[What this task involves]:
Using the entries below, return word for word the lines from the one containing "Target: denim jeans" up to and including the last.

________

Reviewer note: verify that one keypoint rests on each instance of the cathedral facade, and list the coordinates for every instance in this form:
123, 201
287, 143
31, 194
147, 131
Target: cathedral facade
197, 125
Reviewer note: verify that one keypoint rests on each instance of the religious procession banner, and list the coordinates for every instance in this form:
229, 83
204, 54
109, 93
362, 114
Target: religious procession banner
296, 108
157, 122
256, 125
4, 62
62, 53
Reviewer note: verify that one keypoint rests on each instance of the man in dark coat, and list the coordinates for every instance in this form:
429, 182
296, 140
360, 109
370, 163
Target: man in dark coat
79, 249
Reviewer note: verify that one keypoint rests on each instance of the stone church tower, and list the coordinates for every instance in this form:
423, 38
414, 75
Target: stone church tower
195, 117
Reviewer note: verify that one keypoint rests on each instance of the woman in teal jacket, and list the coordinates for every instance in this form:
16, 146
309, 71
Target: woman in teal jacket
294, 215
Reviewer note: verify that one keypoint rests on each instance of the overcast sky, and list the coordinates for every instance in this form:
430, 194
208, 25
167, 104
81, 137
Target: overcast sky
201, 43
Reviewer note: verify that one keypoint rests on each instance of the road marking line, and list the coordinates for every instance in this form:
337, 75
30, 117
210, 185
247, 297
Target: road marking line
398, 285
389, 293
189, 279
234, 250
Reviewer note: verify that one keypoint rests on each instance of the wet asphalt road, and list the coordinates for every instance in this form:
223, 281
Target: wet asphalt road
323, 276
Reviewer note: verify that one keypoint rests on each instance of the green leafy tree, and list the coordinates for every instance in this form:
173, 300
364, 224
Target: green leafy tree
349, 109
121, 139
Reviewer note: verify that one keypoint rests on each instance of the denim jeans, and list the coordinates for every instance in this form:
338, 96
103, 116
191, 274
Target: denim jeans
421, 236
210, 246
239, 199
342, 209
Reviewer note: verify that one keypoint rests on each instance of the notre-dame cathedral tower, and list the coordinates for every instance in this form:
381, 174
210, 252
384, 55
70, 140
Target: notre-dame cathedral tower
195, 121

________

[Response]:
Target: denim jeans
421, 236
210, 246
239, 199
342, 209
Reviewer note: verify that one keypoint rests on each instance of the notre-dame cathedral tower, and list the coordinates for every instance in this form:
381, 174
210, 252
384, 55
70, 140
Target: notre-dame cathedral tower
195, 121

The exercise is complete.